# [SUPPLIED INFORMATION]

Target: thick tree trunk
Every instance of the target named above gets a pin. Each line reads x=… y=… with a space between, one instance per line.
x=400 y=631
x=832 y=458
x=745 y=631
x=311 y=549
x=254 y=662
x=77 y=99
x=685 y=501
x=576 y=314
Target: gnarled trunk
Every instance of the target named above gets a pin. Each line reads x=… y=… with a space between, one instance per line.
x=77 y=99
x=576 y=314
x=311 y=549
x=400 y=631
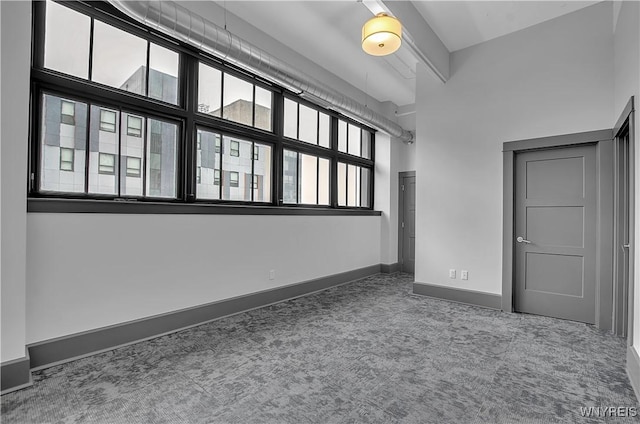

# [PROMPT]
Quote the entire listing above word for word, omitting the picture.

# [FULL ANSWER]
Target: thick tree trunk
Every instance of the target named above gets a pin. Each line reads x=… y=… with a space between, one instance per line.
x=400 y=631
x=832 y=458
x=745 y=631
x=311 y=549
x=254 y=662
x=77 y=99
x=685 y=501
x=576 y=314
Target: gnarled trunk
Every instance of the target named above gets a pin. Each line reads x=… y=… with a space between, one instance per line.
x=77 y=99
x=576 y=314
x=311 y=549
x=400 y=631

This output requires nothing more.